▸ RECORD SET:
•••

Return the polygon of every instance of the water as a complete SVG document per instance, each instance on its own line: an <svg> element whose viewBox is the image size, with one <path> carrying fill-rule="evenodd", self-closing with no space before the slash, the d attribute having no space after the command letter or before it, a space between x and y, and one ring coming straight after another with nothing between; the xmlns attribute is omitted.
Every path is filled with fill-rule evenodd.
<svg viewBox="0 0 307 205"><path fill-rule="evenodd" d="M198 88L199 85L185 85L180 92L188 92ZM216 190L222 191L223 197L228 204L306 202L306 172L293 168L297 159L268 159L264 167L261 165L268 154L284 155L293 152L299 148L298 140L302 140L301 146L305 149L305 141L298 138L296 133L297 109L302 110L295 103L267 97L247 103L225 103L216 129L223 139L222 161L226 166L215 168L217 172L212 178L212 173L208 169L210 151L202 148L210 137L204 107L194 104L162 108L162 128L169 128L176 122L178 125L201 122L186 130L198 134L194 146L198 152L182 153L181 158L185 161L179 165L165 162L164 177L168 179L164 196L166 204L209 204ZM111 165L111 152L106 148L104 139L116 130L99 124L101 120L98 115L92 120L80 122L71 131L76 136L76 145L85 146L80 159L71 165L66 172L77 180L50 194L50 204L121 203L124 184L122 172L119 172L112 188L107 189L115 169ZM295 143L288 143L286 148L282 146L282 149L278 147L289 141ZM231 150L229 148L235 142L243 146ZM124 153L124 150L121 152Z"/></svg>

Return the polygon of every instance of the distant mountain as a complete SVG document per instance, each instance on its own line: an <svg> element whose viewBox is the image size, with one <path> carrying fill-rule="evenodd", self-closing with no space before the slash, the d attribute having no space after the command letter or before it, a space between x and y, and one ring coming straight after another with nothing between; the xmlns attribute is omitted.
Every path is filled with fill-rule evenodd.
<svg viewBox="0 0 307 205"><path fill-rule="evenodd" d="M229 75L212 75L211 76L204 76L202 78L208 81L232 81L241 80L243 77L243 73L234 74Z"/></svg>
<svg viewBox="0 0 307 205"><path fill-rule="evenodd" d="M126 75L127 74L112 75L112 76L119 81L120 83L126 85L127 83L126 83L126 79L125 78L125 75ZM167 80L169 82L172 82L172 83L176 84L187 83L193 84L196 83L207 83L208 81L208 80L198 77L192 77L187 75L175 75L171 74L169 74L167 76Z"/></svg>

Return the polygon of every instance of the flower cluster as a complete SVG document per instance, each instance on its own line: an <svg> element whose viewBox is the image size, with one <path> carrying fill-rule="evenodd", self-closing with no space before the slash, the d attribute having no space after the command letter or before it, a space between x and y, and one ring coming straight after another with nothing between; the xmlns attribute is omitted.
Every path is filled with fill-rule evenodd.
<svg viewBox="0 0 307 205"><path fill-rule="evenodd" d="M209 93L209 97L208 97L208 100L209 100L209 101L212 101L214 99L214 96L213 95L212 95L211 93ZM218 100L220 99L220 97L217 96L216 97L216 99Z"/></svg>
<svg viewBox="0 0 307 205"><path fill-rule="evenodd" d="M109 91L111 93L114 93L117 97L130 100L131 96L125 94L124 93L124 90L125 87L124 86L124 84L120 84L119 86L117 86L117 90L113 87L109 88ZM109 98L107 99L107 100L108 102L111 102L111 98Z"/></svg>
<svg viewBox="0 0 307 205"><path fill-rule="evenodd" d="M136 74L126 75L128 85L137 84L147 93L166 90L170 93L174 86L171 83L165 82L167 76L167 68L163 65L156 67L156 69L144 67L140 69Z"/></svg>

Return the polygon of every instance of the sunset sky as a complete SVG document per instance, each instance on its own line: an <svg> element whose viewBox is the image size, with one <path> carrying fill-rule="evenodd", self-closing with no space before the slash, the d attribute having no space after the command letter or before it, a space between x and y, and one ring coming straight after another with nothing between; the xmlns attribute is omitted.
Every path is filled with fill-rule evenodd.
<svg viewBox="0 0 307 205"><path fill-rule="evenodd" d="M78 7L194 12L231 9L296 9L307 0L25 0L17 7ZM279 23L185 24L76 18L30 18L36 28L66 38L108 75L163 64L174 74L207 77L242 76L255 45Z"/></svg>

•••

▸ THE REQUEST:
Please render the lines from the line with "Return the polygon of every instance of the flower" up to and including the line with "74L126 75L128 85L137" as a Markdown table with the columns Row and Line. Number each line in the Row column and leave out blank lines.

▸ REPLY:
| Row | Line |
|---|---|
| 1 | Return the polygon of every instance of the flower cluster as a complete SVG document per instance, each instance on its own line: an <svg> element whose viewBox is the image size, with one <path> carrying fill-rule="evenodd", self-closing with no space before the slash, the d attribute having no space after the command letter or before it, a space between x and y, and one ring coming straight after another with nothing between; the xmlns attribute is omitted. |
| 2 | Every path is filled with fill-rule evenodd. |
| 3 | <svg viewBox="0 0 307 205"><path fill-rule="evenodd" d="M209 93L209 97L208 97L208 100L209 100L209 101L212 101L214 99L214 96L213 95L212 95L211 93ZM218 100L220 99L220 97L217 96L216 97L216 99Z"/></svg> |
| 4 | <svg viewBox="0 0 307 205"><path fill-rule="evenodd" d="M109 91L111 93L114 93L117 97L130 100L131 96L125 94L124 93L124 90L125 87L124 86L124 84L120 84L119 86L117 86L117 90L113 87L109 88ZM109 98L107 99L107 100L108 102L111 102L111 98Z"/></svg> |
| 5 | <svg viewBox="0 0 307 205"><path fill-rule="evenodd" d="M136 74L126 75L128 85L137 84L147 93L166 90L170 93L174 86L171 83L165 82L167 76L167 68L163 65L156 67L156 69L144 67L140 69Z"/></svg> |